# EXCERPTED PASSAGE
━━━
Steven A. Shapiro is a retired U.S. Army general officer who specializes in logistics and sustainment. Major General Shapiro was commanding general of the United States Army Sustainment Command from 2019 to 2020. Prior to that, he was the commanding general of 21st Theater Sustainment Command in Germany with responsibility for military sustainment throughout the European and Africa theaters.

Education
Shapiro received a bachelors degree from George Washington University in 1985, a masters degree from Florida Institute of Technology in 1994 and a second masters degree from the Army War College.

Career
In August 2007, Shapiro took command of Letterkenny Army Depot in Franklin County, Pennsylvania. While he was base commander, construction of a new a new reserve center was added providing "real-world" training opportunities for the soldiers. While he was base commander, Letterkenny Army Depot won its fourth Shingo Prize for manufacturing.

Awards and decorations

His awards and badges include:
Distinguished Service Medal
Defense Superior Service Medal
Legion of Merit (with three Oak Leaf Clusters)
━━━
# SUPPLIED MATERIAL
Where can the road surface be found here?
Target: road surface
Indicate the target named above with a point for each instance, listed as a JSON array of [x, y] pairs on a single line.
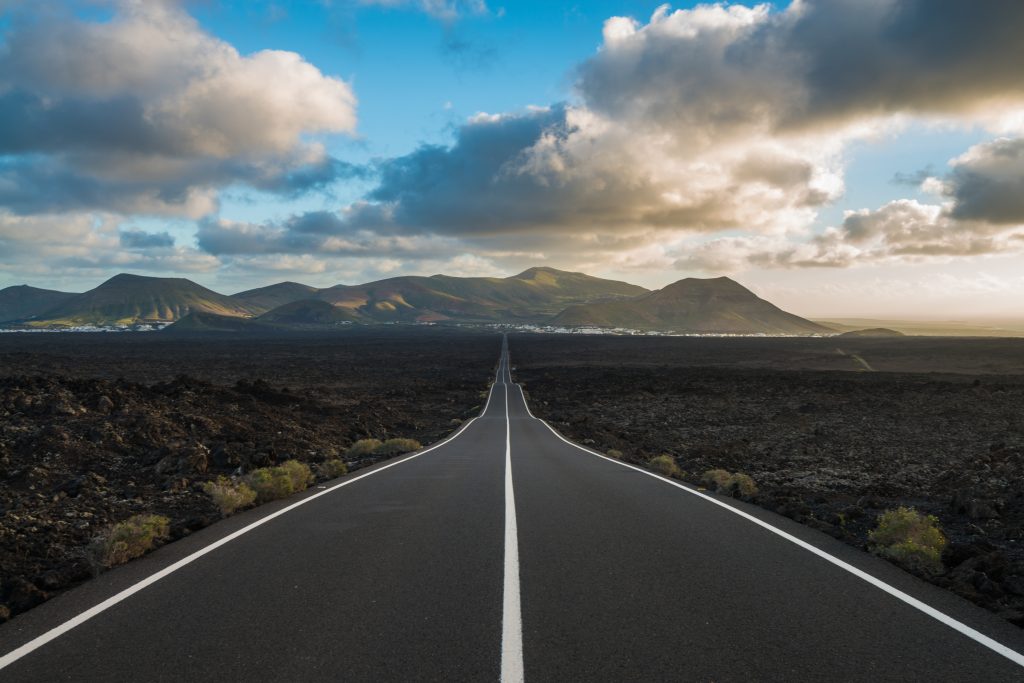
[[508, 553]]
━━━
# SET EXERCISE 1
According to the biography of Steven A. Shapiro, when did he take command of Letterkenny Army Depot?
# SET EXERCISE 2
Retype the biography of Steven A. Shapiro from "Steven A. Shapiro" up to and including "and Africa theaters.".

# TASK ANSWER 1
August 2007

# TASK ANSWER 2
Steven A. Shapiro is a retired U.S. Army general officer who specializes in logistics and sustainment. Major General Shapiro was commanding general of the United States Army Sustainment Command from 2019 to 2020. Prior to that, he was the commanding general of 21st Theater Sustainment Command in Germany with responsibility for military sustainment throughout the European and Africa theaters.